Short task 1:
Filter the records below down to every line that contains the word "each", treating uppercase and lowercase as different.

Quoted passage:
━━━━━━

Anyway that's why I'm not on Twitter. Facebook is much, much better, but I'm just not used to being on it as much. I used to facebook friend people as soon as I met them, to really lock in the friendship, but I got out of the habit.

Now that I'm not on the socials, when I think of something to say about something, I have to hunt down someone who actually knows about that thing, and then text it to them (or just not say the thing at all). My life is very hard


I'm still reading Kagero Nikki--Diary of a Mayfly--a book by a nameless woman known only to history as Mitsishune's mother.1 There's a persistent strand in literary criticism that's about the invention of the self. I've never really understood the concept, but I guess the idea is that with the rise of capitalism, people felt more mechanized and more deracinated from their communities--at the same time, they were provided with a large number of ways to individualize themselves. Thus, literature became obsessed with discovering the authentic self.

The implication is that somehow people in prior times weren't self-reflective and didn't conceptualize themselves as individual actors. Seems a bit iffy to me. Mitsishune's mother seems to have a healthy sense of self. She is very, very sad, because her husband ignores her. The purpose of her life is to serve as consort to this very important man--and she's beautiful and really good at poetry--but he just doesn't seem to come around very often.

In the part I just finished, Mitsishune's mother retreated to the mountains, threatening to become a nun, but her husband and son force her to come home because it looks bad for their wife and mother to abandon their household. She comes back, but she's changed--she doesn't care as much about her husband. She concocts a scheme to adopt his illegitimate daughter and displace some of her energies that way. Somehow her time in the mountains has made her a bit otherworldly, and her husband remains suspicious--he suspects her of continuing to pray and do religious stuff.

━━━━━━

Records in a dataset:

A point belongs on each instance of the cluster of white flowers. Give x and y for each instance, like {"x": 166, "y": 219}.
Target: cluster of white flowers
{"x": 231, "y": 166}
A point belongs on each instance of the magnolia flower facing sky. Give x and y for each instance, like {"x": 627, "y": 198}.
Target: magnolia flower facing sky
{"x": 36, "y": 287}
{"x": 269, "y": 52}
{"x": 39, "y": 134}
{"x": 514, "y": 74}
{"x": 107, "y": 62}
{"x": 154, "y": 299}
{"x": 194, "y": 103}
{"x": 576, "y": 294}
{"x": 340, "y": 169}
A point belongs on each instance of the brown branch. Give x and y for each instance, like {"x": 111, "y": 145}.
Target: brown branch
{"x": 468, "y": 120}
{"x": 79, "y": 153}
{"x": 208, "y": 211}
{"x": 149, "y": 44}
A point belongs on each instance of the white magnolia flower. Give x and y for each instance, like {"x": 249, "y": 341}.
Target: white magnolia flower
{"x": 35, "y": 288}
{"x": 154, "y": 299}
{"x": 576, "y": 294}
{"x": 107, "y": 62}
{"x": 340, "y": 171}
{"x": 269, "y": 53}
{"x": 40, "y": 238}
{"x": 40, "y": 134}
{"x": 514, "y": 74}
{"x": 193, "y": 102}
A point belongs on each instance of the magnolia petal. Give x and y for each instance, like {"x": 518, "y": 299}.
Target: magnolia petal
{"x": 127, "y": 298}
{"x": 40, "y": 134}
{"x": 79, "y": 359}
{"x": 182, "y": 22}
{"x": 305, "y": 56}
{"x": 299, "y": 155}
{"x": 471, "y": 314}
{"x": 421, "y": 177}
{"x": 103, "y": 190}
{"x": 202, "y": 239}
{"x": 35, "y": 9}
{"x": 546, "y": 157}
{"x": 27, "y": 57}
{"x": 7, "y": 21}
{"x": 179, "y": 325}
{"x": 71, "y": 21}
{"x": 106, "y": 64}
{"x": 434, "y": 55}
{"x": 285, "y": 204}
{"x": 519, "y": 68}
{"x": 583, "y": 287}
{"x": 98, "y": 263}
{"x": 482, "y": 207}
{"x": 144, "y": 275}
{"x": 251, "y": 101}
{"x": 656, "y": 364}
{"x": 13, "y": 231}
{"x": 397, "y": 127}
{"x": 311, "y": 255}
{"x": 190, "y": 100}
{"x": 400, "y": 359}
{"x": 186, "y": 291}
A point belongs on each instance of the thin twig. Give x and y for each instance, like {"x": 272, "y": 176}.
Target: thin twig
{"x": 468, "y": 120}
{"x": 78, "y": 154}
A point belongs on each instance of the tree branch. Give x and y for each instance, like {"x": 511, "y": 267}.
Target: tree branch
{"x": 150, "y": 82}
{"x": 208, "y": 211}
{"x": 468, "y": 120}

━━━━━━

Short task 2:
Duplicate the part of the passage about Diary of a Mayfly that opens with the words containing "I'm still reading" and closes with "the authentic self.".

Worked solution 1:
A point belongs on each instance of the cluster of white flowers. Give x and y for each instance, like {"x": 166, "y": 219}.
A point belongs on each instance of the magnolia flower facing sky. Give x and y for each instance, like {"x": 627, "y": 198}.
A point belongs on each instance of the brown branch. Give x and y for each instance, like {"x": 111, "y": 145}.
A point belongs on each instance of the white magnolia flower. Give x and y for each instance, like {"x": 249, "y": 341}.
A point belongs on each instance of the magnolia petal. Give x and y for each instance, like {"x": 518, "y": 299}.
A point belongs on each instance of the thin twig. Give x and y for each instance, like {"x": 272, "y": 176}.
A point belongs on each instance of the tree branch. Give x and y for each instance, like {"x": 511, "y": 267}.

Worked solution 2:
I'm still reading Kagero Nikki--Diary of a Mayfly--a book by a nameless woman known only to history as Mitsishune's mother.1 There's a persistent strand in literary criticism that's about the invention of the self. I've never really understood the concept, but I guess the idea is that with the rise of capitalism, people felt more mechanized and more deracinated from their communities--at the same time, they were provided with a large number of ways to individualize themselves. Thus, literature became obsessed with discovering the authentic self.